§ **THE TASK**:
According to the passage on stenting for coarctation of the aorta (CoA), how many patients in the authors' series had severe heart failure?

§ **QUOTED PASSAGE**:

↓↓↓

The observations presented here confirm the data of others [8-10] that stent implantation is an effective method of treatment of CoA. Our results indicate that it is also successful in older patients with native CoA. We have found both kinds of stents – bare metal and covered ones – very useful. The majority of adult cases are nowadays commonly treated by stenting of the CoA as the first-choice therapy [3]. Metal scaffolding may reduce the incidence of acute elastic recoil as well as late stenosis due to a more complete elimination of gradient in high velocity arterial system flow. Our experience indicated that aneurysm formation after stent implantation in the native CoA was absent. Sohrabi et al. [9] found more frequent incidence of aneurysm formation in covered than uncovered stents (presented proximally to the stent). This probably occurred in cases when a radial approach was required to cross stenotic segments with the aid of a Terumo guidewire. They suggested that manipulation with that guidewire in the pre-CoA region was responsible for this complication. In their randomized trial comparing application of covered and bare metal CP stents in 120 native CoA patients, effectiveness of both stents was high and similar. On the other hand, it was suggested that the incidence of rupture, dissection, and aortic aneurysm formation (not presented in our series) was greater with bare metal stent application and in cases of adults with strongly reduced aortic distensibility before and after the position of the CoA, including with distorted and angulated forms of CoA [8]. The latter was provoked by unequal radial forces during stent expansion. Another risk factor of these complications was long recoarctation or previous aneurysm (native, postoperative or after balloon angioplasty). Covered CP stents have some disadvantages as they require a 1–2 Fr larger sheath and increase the risk of obstruction of aortic branches. In our material, we have 6 patients with severe heart failure (in NYHA functional class III or IV). In all the procedure was effective. In our series, we have applied different bare metal stents – Palmaz (now retracted), Cheatham Platinum and Andrastent XL/XXL. None of our stents were fractured in follow-up. However, one must note that stent fracture and progression of the fracture can occur when Cheatham Platinum stents are applied [10]. In contrast, in our recently published series of Andrastents used in CoA this complication was not observed [6].

↑↑↑

§ **DATA FOR ANALYSIS**:
↓↓↓

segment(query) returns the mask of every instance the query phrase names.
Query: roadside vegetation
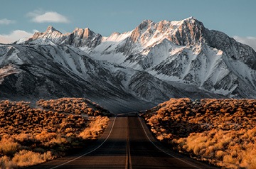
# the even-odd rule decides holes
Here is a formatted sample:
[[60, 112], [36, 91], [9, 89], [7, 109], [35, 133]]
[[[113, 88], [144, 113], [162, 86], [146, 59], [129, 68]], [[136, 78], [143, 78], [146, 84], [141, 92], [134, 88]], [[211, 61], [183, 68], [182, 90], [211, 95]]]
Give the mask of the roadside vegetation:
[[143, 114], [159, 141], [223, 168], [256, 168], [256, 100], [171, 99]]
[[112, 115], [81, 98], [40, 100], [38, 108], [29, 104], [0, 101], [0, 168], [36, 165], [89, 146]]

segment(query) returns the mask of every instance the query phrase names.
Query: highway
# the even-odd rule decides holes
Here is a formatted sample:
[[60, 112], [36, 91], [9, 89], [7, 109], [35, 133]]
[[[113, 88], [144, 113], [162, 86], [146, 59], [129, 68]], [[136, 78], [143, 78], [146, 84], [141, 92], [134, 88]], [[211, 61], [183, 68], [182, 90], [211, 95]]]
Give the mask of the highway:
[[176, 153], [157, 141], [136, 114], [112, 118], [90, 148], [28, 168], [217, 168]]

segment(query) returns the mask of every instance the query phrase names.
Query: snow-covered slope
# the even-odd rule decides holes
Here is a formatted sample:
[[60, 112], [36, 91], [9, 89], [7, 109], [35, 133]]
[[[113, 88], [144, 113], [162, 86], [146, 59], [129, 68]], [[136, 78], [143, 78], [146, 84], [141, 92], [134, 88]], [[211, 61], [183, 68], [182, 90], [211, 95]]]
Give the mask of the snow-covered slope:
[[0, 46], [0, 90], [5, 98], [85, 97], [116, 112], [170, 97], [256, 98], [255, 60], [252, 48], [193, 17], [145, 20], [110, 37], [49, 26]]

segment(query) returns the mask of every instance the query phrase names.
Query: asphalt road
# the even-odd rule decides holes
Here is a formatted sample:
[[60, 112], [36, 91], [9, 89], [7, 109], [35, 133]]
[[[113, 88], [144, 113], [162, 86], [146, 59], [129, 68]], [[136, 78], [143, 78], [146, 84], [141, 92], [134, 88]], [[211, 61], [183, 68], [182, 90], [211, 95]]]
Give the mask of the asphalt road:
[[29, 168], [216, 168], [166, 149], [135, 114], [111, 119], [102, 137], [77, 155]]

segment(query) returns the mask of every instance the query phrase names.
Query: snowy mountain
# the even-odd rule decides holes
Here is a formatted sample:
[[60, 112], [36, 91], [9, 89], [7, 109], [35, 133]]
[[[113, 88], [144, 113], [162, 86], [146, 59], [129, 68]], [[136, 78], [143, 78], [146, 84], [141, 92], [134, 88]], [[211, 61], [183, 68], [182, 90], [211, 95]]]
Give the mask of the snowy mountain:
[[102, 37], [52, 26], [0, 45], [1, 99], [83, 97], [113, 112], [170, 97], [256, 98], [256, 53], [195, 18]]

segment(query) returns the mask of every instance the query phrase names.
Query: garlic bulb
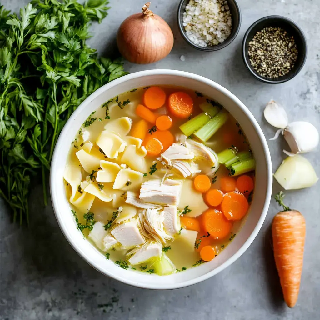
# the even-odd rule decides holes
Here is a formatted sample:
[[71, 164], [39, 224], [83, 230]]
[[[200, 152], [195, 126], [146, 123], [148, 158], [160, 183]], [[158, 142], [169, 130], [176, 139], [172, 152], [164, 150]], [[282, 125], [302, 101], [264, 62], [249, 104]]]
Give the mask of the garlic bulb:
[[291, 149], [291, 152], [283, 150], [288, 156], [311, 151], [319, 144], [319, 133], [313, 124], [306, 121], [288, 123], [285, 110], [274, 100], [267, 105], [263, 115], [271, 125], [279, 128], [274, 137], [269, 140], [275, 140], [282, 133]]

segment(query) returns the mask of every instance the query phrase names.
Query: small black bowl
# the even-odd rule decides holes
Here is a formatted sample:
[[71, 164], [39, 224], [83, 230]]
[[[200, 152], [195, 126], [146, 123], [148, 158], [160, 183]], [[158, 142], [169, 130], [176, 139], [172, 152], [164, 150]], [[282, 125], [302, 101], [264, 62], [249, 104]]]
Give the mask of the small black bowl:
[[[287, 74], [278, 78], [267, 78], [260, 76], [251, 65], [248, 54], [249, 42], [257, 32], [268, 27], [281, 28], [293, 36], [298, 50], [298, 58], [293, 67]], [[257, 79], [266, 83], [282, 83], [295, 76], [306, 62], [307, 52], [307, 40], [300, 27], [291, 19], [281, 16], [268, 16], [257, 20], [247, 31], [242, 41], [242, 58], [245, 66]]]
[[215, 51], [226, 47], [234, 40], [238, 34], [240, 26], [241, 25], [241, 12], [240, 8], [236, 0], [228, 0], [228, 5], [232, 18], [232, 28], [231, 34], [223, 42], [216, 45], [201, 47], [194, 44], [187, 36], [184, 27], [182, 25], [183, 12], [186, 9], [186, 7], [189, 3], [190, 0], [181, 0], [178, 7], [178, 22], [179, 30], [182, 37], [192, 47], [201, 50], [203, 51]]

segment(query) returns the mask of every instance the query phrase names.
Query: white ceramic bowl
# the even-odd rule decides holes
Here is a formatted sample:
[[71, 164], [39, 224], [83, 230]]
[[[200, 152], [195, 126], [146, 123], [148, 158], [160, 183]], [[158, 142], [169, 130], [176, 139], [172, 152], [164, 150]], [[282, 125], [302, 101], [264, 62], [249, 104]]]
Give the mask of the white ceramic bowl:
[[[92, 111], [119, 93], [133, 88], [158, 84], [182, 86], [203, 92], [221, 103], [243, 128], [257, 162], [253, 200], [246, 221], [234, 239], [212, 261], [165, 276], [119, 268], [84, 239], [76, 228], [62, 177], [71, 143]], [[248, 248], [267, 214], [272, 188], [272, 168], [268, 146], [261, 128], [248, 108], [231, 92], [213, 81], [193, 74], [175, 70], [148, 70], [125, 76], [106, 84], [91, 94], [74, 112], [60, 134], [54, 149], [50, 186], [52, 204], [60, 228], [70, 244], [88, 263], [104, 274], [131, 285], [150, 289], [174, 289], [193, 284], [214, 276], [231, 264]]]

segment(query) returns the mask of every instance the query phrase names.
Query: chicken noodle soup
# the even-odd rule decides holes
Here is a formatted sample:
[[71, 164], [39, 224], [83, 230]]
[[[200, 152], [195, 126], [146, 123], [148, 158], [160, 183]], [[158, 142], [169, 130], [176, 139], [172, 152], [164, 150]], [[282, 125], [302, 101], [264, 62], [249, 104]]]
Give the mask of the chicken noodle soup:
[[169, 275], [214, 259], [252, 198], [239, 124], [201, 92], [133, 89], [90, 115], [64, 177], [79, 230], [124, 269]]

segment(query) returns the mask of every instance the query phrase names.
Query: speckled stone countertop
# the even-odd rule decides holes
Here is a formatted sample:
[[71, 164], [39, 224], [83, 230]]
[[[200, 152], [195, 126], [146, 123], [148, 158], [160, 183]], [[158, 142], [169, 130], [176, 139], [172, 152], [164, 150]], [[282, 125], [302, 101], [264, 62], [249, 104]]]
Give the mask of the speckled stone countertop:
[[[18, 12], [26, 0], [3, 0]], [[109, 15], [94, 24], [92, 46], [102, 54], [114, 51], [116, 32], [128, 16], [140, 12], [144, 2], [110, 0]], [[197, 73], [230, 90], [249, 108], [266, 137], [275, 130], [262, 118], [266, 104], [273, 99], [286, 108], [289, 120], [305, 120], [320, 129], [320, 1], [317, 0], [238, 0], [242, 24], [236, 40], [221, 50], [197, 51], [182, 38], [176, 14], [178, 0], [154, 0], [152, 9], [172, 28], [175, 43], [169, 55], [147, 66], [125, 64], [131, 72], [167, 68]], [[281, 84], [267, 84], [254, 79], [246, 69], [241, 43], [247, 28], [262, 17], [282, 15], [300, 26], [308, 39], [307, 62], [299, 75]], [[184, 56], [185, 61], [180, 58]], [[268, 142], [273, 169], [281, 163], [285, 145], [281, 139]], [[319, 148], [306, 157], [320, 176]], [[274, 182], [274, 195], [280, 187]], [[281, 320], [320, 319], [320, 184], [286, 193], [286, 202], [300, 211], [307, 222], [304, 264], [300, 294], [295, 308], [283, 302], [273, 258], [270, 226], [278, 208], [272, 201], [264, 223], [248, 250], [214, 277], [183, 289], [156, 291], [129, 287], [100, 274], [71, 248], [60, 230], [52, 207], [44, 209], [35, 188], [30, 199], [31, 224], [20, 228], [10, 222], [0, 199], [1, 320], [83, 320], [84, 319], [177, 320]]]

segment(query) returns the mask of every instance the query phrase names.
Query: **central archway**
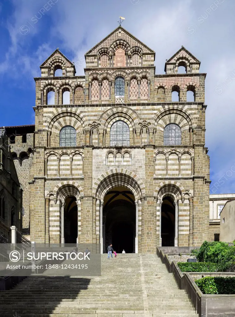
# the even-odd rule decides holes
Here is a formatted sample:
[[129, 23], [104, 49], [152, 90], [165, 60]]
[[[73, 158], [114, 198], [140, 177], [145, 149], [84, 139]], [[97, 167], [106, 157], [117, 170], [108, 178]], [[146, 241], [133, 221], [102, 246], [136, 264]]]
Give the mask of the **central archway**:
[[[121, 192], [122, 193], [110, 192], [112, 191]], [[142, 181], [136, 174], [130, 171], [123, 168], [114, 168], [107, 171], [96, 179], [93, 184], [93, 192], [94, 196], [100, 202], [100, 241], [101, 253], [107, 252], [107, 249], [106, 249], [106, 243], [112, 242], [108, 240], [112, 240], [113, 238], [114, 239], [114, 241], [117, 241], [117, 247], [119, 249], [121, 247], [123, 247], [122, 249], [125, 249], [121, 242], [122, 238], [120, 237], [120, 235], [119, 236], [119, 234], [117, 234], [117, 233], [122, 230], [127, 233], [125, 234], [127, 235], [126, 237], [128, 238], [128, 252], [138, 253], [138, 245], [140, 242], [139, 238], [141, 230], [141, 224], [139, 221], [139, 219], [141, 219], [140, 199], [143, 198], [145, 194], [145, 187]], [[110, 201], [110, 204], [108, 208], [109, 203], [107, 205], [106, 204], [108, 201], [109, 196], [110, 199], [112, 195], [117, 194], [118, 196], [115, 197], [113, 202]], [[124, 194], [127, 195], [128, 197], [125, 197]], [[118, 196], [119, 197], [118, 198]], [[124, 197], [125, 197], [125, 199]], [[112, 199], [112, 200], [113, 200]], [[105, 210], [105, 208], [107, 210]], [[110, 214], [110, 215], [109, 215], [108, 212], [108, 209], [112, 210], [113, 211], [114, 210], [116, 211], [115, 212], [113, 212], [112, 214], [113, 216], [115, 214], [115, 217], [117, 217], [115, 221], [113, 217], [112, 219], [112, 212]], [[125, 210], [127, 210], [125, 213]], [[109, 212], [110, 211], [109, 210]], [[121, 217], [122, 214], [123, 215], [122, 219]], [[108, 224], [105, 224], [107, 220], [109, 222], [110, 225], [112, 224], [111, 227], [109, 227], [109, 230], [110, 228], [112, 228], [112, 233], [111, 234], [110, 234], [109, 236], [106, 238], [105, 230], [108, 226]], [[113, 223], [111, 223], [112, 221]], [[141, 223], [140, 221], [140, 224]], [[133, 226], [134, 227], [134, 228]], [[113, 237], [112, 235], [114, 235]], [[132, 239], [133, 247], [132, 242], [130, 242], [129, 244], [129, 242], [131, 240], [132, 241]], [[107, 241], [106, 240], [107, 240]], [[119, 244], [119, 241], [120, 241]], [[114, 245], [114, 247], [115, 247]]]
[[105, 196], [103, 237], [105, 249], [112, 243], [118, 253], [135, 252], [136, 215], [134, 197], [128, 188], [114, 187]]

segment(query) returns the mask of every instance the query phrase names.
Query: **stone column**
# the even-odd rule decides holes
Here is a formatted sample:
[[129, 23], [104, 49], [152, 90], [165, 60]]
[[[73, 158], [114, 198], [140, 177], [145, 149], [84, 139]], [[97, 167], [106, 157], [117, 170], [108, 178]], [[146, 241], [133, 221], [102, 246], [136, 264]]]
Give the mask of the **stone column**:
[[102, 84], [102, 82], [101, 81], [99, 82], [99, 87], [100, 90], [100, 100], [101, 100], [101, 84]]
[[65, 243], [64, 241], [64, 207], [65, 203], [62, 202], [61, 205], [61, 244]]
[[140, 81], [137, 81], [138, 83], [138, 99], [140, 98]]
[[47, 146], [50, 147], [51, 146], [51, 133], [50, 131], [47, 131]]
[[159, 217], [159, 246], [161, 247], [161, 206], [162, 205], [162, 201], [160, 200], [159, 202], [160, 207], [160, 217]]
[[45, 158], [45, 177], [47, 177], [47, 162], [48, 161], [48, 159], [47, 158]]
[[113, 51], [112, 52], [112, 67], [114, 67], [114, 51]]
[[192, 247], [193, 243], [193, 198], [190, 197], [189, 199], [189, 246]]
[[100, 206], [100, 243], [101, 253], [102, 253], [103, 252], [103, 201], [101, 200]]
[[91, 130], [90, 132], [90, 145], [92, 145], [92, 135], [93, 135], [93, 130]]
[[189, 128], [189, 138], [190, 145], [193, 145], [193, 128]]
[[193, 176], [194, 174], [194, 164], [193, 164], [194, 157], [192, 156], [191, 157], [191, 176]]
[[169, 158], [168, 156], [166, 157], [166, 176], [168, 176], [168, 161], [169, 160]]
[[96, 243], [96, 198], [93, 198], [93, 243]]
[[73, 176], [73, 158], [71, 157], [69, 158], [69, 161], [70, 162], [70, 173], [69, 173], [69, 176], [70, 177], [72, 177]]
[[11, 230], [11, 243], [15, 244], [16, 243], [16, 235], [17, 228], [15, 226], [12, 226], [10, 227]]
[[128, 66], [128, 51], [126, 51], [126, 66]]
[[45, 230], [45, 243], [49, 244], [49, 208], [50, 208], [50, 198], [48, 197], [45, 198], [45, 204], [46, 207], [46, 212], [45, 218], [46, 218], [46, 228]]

↑↑↑

§ **YOUR RESPONSE**:
Six patients, in NYHA functional class III or IV.